REQUIRED WORK: Please copy all the records below word for word, leaving out the pictures.

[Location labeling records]
★ ★ ★

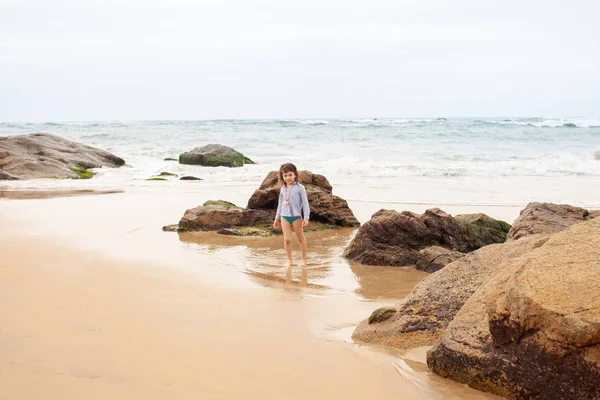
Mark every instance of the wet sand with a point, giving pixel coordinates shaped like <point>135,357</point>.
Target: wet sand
<point>97,302</point>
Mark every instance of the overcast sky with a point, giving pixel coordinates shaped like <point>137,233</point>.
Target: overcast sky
<point>173,59</point>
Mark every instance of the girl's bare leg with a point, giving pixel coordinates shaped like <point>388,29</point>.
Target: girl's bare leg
<point>299,230</point>
<point>287,239</point>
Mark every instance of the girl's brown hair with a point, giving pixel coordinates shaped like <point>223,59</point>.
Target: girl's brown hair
<point>288,167</point>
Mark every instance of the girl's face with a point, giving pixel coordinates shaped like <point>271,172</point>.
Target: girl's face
<point>289,177</point>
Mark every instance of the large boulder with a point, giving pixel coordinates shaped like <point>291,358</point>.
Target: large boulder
<point>324,206</point>
<point>42,155</point>
<point>430,307</point>
<point>533,330</point>
<point>214,155</point>
<point>547,218</point>
<point>395,238</point>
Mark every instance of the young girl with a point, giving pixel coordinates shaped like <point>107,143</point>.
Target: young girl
<point>293,210</point>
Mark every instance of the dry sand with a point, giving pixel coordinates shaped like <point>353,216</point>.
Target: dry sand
<point>95,323</point>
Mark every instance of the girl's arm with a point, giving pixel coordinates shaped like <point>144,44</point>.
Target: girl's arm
<point>305,205</point>
<point>278,214</point>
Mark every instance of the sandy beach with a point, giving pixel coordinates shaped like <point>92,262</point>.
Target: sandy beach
<point>97,301</point>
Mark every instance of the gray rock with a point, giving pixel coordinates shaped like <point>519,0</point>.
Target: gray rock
<point>42,155</point>
<point>214,155</point>
<point>547,218</point>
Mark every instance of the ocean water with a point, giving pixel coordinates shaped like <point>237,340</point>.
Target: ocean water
<point>475,161</point>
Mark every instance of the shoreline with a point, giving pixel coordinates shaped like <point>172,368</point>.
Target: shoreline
<point>84,322</point>
<point>110,305</point>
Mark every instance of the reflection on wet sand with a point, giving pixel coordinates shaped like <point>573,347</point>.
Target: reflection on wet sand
<point>49,194</point>
<point>264,261</point>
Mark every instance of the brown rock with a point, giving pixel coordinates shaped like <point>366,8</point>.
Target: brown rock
<point>42,155</point>
<point>434,258</point>
<point>324,206</point>
<point>433,303</point>
<point>217,215</point>
<point>546,218</point>
<point>533,330</point>
<point>393,238</point>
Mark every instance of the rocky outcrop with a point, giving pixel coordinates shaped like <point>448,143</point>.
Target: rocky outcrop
<point>42,155</point>
<point>434,258</point>
<point>393,238</point>
<point>215,215</point>
<point>533,330</point>
<point>483,230</point>
<point>430,307</point>
<point>547,218</point>
<point>327,211</point>
<point>214,155</point>
<point>324,206</point>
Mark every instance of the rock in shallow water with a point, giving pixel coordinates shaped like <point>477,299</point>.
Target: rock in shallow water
<point>214,155</point>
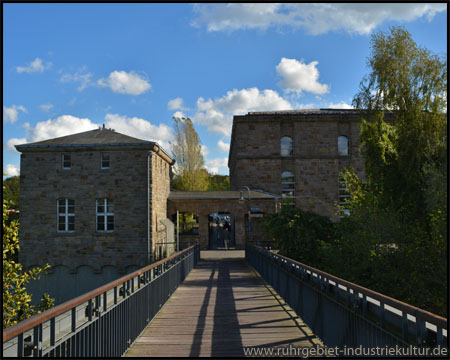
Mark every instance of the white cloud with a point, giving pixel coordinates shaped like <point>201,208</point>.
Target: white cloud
<point>222,146</point>
<point>217,114</point>
<point>81,76</point>
<point>14,141</point>
<point>46,107</point>
<point>305,106</point>
<point>11,114</point>
<point>176,104</point>
<point>179,114</point>
<point>125,83</point>
<point>68,124</point>
<point>11,170</point>
<point>217,165</point>
<point>204,150</point>
<point>35,66</point>
<point>61,126</point>
<point>298,76</point>
<point>316,18</point>
<point>341,105</point>
<point>140,128</point>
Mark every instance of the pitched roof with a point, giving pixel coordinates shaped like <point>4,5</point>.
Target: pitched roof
<point>92,137</point>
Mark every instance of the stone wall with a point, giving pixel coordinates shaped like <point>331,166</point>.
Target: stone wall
<point>43,181</point>
<point>255,159</point>
<point>160,188</point>
<point>205,207</point>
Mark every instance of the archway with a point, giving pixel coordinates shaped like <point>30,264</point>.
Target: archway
<point>221,231</point>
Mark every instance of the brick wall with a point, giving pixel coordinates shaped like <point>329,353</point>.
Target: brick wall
<point>43,181</point>
<point>160,188</point>
<point>255,159</point>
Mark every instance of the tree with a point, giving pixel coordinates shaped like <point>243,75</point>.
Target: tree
<point>300,235</point>
<point>190,173</point>
<point>16,300</point>
<point>411,83</point>
<point>395,239</point>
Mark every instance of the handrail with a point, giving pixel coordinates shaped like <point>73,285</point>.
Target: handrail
<point>410,309</point>
<point>37,319</point>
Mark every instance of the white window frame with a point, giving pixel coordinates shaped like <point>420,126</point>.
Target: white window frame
<point>341,140</point>
<point>104,214</point>
<point>289,150</point>
<point>343,195</point>
<point>283,182</point>
<point>63,161</point>
<point>66,214</point>
<point>104,160</point>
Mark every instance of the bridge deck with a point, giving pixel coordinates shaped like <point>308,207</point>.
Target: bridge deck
<point>221,307</point>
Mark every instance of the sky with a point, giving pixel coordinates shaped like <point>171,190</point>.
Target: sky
<point>69,68</point>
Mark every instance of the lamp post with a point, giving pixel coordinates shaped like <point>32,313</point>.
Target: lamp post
<point>241,201</point>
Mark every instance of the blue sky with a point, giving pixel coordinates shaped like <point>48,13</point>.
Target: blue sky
<point>69,68</point>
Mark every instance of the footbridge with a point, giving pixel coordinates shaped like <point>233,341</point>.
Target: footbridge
<point>228,303</point>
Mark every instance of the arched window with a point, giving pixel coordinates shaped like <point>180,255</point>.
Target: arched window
<point>343,146</point>
<point>287,185</point>
<point>66,215</point>
<point>287,146</point>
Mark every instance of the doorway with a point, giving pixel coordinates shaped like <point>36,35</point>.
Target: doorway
<point>221,231</point>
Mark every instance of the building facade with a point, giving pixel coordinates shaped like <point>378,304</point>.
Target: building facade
<point>297,154</point>
<point>95,198</point>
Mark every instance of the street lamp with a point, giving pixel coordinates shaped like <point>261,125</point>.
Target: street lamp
<point>241,197</point>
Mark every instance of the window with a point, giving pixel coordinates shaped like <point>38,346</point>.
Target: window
<point>66,161</point>
<point>287,185</point>
<point>343,196</point>
<point>105,215</point>
<point>287,146</point>
<point>105,161</point>
<point>66,215</point>
<point>343,146</point>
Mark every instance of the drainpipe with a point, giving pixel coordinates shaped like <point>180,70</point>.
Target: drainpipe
<point>149,156</point>
<point>178,231</point>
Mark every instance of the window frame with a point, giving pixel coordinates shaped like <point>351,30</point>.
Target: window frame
<point>292,183</point>
<point>347,145</point>
<point>345,195</point>
<point>105,214</point>
<point>102,160</point>
<point>66,214</point>
<point>63,161</point>
<point>289,150</point>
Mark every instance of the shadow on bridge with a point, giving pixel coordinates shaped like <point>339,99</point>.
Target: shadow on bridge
<point>221,308</point>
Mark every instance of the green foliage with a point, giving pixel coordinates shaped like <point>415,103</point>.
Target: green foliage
<point>301,235</point>
<point>218,182</point>
<point>16,301</point>
<point>11,188</point>
<point>189,171</point>
<point>395,239</point>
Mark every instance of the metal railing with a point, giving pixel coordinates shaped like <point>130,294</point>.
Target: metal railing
<point>341,313</point>
<point>105,321</point>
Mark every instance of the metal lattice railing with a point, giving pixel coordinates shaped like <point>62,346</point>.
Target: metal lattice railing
<point>345,314</point>
<point>105,321</point>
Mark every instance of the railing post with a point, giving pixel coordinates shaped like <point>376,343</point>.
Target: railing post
<point>405,332</point>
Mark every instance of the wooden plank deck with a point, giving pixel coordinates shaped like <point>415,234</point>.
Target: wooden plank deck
<point>221,307</point>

★ ★ ★

COMPLETED TASK:
Mark every instance of the wet sand with a point, giving pixel coordinates shaped like <point>135,357</point>.
Target: wet sand
<point>97,302</point>
Mark every instance of the overcast sky with a point, giving pixel coordinates shaped like <point>137,233</point>.
Target: overcast sky
<point>173,59</point>
Mark every instance of the girl's bare leg with a point, giving pixel coordinates shaped like <point>388,29</point>.
Target: girl's bare leg
<point>299,230</point>
<point>287,239</point>
Mark every instance of the girl's brown hair with a point, giving pixel coordinates shaped like <point>223,59</point>.
Target: girl's brown hair
<point>288,167</point>
Mark every instance of the girl's face with a point, giving pixel coordinates shaped like <point>271,172</point>.
Target: girl's face
<point>289,177</point>
Mark every instance of the large boulder with a point, giving pixel coordinates shaped like <point>291,358</point>.
Target: large boulder
<point>324,206</point>
<point>42,155</point>
<point>430,307</point>
<point>533,330</point>
<point>214,155</point>
<point>547,218</point>
<point>395,238</point>
Mark every instance of the young girl with a point, giving pixel coordinates shaped like <point>107,143</point>.
Target: young girl
<point>293,210</point>
Mark every instance of the dry sand with a point, giving pixel coordinates shaped like <point>353,216</point>.
Target: dry sand
<point>95,323</point>
Mark every instance of the girl's arm with a point, giving pixel coordinates shaped like <point>144,44</point>.
Target: girl's arm
<point>305,205</point>
<point>278,214</point>
Mark every instance of the sandy beach with a point, giving pixel coordinates shaped like <point>92,262</point>.
Target: sandy beach
<point>97,301</point>
Mark every instance of the gray rock with a point, giving pixel coordinates shaped like <point>519,0</point>.
Target: gray rock
<point>42,155</point>
<point>214,155</point>
<point>547,218</point>
Mark every instance of the ocean water with a point, giving pixel coordinates shaped like <point>237,340</point>.
Target: ocean water
<point>475,161</point>
Mark every instance of the shoreline with a point, giving pixel coordinates shaped like <point>172,368</point>.
Target: shoreline
<point>84,322</point>
<point>110,305</point>
Mark every instance of the reflection on wet sand with a point, giving pixel coordinates shaped like <point>573,347</point>.
Target: reflection on wet sand
<point>49,194</point>
<point>264,261</point>
Mark every instance of the brown rock with a point, giving pixel coordinates shaped like <point>366,8</point>.
Target: brown rock
<point>42,155</point>
<point>434,258</point>
<point>324,206</point>
<point>433,303</point>
<point>217,215</point>
<point>546,218</point>
<point>533,330</point>
<point>393,238</point>
Mark every instance of the rocky outcrop with a point, giving pixel coordinates shaped like <point>448,143</point>.
Target: rocky outcrop
<point>42,155</point>
<point>434,258</point>
<point>393,238</point>
<point>215,215</point>
<point>533,330</point>
<point>483,230</point>
<point>430,307</point>
<point>547,218</point>
<point>327,211</point>
<point>214,155</point>
<point>324,206</point>
Mark every instance of the rock in shallow water with a point, giving pixel coordinates shaped like <point>477,299</point>.
Target: rock in shallow water
<point>214,155</point>
Mark every instance of the white cloud with a point, giving pixel coordinates shaped like <point>201,208</point>.
Target: white cloud
<point>222,146</point>
<point>217,114</point>
<point>81,76</point>
<point>14,141</point>
<point>46,107</point>
<point>305,106</point>
<point>11,114</point>
<point>176,104</point>
<point>179,114</point>
<point>125,83</point>
<point>68,124</point>
<point>11,170</point>
<point>217,165</point>
<point>204,150</point>
<point>35,66</point>
<point>61,126</point>
<point>298,76</point>
<point>316,18</point>
<point>341,105</point>
<point>140,128</point>
Mark every instance of the pitched roof with a point, giving pixel coordinates shaped like <point>4,5</point>.
Target: pitched roof
<point>92,137</point>
Mark every instance of the stone wall with a point, giving pixel coordinates shaped like <point>331,166</point>.
Target: stone wall
<point>43,181</point>
<point>255,159</point>
<point>160,188</point>
<point>205,207</point>
Mark every instance of the archway with a point, giving pixel coordinates shaped like <point>30,264</point>.
Target: archway
<point>221,231</point>
Mark every instance of the brick wall with a point, giving pixel coordinates shaped like <point>329,353</point>.
Target: brick wall
<point>43,181</point>
<point>160,188</point>
<point>255,159</point>
Mark every instance of the tree with a point, giving pixel coordinates shaped like <point>243,75</point>.
Target: tree
<point>300,235</point>
<point>190,173</point>
<point>16,300</point>
<point>411,83</point>
<point>395,239</point>
Mark every instance of the handrail with a point, giving pixel coordinates shaped like <point>73,285</point>.
Target: handrail
<point>410,309</point>
<point>37,319</point>
Mark every instance of the white window frame with a point, giving pixel coordinates shaped like <point>420,126</point>.
Target: white window frame
<point>341,140</point>
<point>104,214</point>
<point>289,150</point>
<point>343,195</point>
<point>283,182</point>
<point>63,161</point>
<point>66,214</point>
<point>104,160</point>
Mark every instance of the bridge deck with a point, giving pixel coordinates shaped like <point>308,207</point>.
Target: bridge deck
<point>221,307</point>
Mark every instance of the sky with a point, giving pixel coordinates shaped like <point>171,190</point>.
Target: sky
<point>69,68</point>
Mark every instance of the lamp post with a point, giving pixel coordinates shaped like <point>32,313</point>.
Target: lamp post
<point>241,201</point>
Mark every instance of the blue sky with a point, giving pixel coordinates shaped like <point>48,13</point>.
Target: blue sky
<point>69,68</point>
Mark every instance of the footbridge with a point, giving pixel coordinates shaped like <point>233,341</point>.
Target: footbridge
<point>228,303</point>
Mark every instance of the arched window with a point, giving pixel coordinates shaped like <point>180,255</point>.
Target: arched window
<point>343,146</point>
<point>287,185</point>
<point>66,215</point>
<point>287,146</point>
Mark every instance of the doorway with a point, giving pixel coordinates shaped like <point>36,35</point>.
Target: doorway
<point>221,231</point>
Mark every instance of the building facade with a point, giving pixel coordinates shaped like <point>378,304</point>.
Target: building facade
<point>297,154</point>
<point>95,198</point>
Mark every instance of the street lamp with a point, giving pixel coordinates shaped like <point>261,125</point>.
Target: street lamp
<point>241,197</point>
Mark every instance of the window with a point, giving pixel coordinates shaped like <point>38,346</point>.
Target: window
<point>66,161</point>
<point>287,185</point>
<point>343,196</point>
<point>105,215</point>
<point>287,146</point>
<point>105,161</point>
<point>66,215</point>
<point>343,146</point>
Mark every instance of the drainpipe with a point, giving pixel coordinates shaped like <point>180,70</point>.
Target: drainpipe
<point>149,156</point>
<point>178,231</point>
Mark every instance of the window frame with a point, giving pixel coordinates shaped like <point>351,30</point>.
Target: window frame
<point>292,183</point>
<point>347,145</point>
<point>345,195</point>
<point>105,214</point>
<point>102,160</point>
<point>66,214</point>
<point>63,161</point>
<point>289,150</point>
Mark every instance of the shadow on bridge with a point, giving pixel coordinates shaped like <point>339,99</point>.
Target: shadow on bridge
<point>221,308</point>
Mark every instance of the green foliage with a point, giving pixel coordinates shaped like <point>415,103</point>.
Target: green foliage
<point>301,235</point>
<point>218,182</point>
<point>16,301</point>
<point>11,188</point>
<point>189,171</point>
<point>395,239</point>
Mark every instance of the metal railing with a point, giving pixel coordinates shaped like <point>130,294</point>.
Target: metal railing
<point>341,313</point>
<point>105,321</point>
Mark every instance of the metal lattice railing with a point, giving pixel coordinates shaped like <point>62,346</point>.
Target: metal lattice railing
<point>345,314</point>
<point>105,321</point>
Mark every instance of the railing post with a point, giving pixel coordinates shaped like <point>376,343</point>.
Target: railing post
<point>405,332</point>
Mark every instance of the wooden plank deck with a point, giving pixel coordinates shaped like <point>415,234</point>.
Target: wooden plank deck
<point>221,307</point>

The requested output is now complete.